═══ Input data

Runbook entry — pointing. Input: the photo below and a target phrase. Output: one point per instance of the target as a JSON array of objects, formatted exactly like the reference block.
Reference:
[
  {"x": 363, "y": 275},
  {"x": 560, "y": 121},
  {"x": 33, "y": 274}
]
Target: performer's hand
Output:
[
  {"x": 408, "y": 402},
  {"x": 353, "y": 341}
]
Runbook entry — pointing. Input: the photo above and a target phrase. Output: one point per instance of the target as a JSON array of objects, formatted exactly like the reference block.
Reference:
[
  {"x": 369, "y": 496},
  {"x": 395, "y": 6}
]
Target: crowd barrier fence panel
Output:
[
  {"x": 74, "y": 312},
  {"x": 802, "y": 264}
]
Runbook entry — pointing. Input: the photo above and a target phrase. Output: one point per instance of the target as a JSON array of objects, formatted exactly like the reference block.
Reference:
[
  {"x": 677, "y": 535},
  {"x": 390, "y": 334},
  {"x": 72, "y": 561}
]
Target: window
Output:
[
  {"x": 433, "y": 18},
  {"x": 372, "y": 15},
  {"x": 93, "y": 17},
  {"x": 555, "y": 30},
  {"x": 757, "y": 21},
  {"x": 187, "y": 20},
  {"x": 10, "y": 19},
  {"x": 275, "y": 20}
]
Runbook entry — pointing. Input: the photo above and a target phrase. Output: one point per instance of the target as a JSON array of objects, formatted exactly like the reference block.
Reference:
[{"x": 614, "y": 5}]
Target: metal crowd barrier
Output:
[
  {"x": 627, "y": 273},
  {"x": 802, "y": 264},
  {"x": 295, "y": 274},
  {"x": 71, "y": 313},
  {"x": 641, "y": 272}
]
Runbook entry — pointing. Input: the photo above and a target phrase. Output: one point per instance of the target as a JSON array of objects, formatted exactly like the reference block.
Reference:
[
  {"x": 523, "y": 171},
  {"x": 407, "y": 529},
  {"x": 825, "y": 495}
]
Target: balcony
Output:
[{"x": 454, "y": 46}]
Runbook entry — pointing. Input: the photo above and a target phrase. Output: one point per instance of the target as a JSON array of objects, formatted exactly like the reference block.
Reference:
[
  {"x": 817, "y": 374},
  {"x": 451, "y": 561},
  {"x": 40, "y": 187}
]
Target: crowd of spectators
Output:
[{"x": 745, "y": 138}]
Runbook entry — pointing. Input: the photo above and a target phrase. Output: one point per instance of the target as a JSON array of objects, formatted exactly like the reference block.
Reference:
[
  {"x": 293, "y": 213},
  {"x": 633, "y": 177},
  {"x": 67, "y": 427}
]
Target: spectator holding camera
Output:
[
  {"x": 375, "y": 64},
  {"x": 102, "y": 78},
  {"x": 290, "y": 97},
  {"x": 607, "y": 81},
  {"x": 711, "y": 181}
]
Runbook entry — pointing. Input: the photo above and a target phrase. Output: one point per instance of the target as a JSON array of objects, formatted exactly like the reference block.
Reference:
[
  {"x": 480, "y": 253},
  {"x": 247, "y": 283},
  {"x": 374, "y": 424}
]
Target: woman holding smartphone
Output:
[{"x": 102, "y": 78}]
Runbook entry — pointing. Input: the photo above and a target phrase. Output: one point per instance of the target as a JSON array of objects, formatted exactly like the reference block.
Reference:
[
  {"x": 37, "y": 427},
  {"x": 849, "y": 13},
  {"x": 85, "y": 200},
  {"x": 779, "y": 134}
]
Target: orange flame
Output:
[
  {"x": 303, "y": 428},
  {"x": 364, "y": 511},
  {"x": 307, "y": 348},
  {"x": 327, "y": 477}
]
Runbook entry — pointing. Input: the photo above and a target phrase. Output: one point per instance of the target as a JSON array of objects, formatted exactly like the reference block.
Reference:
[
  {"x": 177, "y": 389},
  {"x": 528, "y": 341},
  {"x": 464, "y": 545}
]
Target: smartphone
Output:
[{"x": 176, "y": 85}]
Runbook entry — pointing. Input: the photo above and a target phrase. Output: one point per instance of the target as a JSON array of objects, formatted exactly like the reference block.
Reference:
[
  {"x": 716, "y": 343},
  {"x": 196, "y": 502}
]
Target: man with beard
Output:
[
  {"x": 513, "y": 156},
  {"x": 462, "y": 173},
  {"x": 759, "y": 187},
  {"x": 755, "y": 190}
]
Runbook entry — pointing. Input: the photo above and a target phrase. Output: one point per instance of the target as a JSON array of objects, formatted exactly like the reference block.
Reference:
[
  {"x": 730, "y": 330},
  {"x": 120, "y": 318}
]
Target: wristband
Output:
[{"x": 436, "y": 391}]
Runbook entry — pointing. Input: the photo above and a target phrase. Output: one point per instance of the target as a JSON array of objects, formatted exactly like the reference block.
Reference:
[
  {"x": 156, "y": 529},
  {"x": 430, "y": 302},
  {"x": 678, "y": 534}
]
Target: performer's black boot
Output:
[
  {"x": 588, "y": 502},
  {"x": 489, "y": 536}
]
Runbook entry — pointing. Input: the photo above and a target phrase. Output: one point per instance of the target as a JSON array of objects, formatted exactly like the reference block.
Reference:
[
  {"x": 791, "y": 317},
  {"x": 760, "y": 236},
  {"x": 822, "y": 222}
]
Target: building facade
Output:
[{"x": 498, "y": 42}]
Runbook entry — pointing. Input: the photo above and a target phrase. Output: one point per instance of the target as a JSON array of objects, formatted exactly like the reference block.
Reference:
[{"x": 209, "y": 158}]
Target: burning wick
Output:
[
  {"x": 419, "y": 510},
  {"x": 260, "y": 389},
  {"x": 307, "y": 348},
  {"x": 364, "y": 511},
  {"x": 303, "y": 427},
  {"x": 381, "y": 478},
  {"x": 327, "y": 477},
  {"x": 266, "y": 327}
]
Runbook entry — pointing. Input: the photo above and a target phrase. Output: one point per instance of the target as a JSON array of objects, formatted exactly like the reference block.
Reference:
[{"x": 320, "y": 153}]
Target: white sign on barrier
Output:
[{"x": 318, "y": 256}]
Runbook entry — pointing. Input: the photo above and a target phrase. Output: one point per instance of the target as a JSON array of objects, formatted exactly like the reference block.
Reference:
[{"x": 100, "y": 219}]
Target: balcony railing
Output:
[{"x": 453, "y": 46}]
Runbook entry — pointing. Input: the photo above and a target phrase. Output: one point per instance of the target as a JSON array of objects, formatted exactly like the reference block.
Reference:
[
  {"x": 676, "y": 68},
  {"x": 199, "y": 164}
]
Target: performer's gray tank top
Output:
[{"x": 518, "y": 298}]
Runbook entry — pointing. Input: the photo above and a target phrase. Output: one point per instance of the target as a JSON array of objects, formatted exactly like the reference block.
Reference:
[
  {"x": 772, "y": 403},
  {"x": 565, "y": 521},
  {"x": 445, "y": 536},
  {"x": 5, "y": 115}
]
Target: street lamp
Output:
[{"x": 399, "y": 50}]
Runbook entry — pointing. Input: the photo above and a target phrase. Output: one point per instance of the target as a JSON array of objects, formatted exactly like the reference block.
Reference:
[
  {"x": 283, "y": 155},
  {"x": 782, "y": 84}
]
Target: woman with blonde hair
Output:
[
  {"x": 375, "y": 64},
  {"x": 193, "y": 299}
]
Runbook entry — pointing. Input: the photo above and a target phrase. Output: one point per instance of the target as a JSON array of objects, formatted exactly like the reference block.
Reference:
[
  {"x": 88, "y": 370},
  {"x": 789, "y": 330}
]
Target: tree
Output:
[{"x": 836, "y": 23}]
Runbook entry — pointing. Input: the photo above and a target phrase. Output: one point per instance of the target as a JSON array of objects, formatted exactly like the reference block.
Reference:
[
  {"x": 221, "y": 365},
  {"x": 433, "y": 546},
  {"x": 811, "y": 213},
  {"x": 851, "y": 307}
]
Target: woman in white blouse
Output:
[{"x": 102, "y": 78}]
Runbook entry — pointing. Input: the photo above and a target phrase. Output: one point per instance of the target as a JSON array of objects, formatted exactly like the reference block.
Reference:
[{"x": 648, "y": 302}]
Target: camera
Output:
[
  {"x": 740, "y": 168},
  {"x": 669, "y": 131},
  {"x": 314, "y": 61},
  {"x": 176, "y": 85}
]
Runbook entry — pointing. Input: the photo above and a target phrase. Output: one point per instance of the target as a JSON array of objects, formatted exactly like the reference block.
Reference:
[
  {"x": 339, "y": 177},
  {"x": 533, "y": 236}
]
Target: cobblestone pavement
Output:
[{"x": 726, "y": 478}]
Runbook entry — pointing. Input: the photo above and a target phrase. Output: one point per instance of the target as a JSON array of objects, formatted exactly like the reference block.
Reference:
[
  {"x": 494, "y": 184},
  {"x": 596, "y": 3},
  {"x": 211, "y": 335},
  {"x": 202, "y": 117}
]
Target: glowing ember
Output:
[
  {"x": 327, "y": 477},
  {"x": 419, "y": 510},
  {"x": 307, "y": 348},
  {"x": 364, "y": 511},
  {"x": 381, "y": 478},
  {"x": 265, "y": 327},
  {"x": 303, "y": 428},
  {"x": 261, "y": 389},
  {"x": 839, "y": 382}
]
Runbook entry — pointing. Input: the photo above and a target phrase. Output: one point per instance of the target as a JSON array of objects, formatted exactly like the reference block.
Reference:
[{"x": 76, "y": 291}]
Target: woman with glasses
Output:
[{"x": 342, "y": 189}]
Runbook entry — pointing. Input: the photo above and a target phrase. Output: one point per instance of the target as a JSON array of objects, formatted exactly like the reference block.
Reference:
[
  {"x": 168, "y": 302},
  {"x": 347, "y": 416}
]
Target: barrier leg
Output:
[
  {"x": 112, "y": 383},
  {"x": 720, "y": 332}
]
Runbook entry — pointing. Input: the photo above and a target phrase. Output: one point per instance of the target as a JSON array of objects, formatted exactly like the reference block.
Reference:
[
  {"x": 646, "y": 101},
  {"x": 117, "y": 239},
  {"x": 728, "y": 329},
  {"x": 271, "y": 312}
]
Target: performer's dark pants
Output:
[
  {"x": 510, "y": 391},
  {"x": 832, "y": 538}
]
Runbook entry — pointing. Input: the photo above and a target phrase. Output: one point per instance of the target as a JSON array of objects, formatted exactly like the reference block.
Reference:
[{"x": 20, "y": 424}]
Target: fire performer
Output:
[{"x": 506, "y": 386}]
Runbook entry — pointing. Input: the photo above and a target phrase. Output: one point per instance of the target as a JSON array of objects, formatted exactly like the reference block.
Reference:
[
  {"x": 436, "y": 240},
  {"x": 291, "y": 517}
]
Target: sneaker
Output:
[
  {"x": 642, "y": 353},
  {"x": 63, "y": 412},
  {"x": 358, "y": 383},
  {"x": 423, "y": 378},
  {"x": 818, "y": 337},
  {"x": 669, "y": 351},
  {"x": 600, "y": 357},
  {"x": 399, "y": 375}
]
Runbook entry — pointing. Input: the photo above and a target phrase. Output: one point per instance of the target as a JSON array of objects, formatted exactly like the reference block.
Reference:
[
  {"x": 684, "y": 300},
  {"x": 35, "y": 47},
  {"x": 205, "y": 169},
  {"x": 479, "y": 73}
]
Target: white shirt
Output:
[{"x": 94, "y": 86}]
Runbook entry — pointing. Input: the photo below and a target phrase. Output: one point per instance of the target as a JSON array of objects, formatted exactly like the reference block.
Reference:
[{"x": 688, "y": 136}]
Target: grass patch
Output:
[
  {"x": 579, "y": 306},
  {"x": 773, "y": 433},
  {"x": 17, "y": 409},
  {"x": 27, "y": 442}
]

══════

→ The problem
Which lines of the listing contain the string "smartphone"? Copy every one of them.

→ Solution to the exercise
Target: woman holding smartphone
Target: smartphone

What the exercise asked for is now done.